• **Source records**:
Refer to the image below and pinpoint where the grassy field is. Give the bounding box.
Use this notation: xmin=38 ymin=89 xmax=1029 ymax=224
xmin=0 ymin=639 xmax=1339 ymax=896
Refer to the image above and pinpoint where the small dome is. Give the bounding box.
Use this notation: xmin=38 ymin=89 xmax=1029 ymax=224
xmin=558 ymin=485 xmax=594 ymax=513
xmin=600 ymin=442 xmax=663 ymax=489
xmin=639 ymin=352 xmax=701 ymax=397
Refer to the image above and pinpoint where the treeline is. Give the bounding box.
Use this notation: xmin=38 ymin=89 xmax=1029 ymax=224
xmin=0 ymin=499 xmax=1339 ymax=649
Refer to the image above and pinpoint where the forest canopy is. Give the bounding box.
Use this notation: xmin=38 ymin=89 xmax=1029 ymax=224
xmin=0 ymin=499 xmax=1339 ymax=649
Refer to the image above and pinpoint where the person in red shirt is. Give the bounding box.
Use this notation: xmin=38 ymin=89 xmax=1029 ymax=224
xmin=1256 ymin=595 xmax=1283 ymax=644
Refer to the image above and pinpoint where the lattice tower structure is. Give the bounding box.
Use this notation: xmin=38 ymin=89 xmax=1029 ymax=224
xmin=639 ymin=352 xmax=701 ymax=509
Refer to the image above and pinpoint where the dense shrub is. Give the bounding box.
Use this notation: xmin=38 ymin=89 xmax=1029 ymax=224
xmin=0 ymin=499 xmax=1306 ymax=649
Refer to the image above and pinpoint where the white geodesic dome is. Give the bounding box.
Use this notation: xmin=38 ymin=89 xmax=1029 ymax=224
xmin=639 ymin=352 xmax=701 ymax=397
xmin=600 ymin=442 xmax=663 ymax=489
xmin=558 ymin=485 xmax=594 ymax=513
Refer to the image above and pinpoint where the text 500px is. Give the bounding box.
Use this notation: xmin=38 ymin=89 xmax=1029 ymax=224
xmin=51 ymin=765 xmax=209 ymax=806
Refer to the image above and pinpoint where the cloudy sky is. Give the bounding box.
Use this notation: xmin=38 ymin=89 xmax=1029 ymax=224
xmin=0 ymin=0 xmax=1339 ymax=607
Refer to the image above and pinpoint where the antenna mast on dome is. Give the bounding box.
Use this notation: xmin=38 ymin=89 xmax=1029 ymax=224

• **SET TASK**:
Count the lines in the records above that contain the word "pinpoint". Reply with the number only.

• **COMPLETED TASK**:
11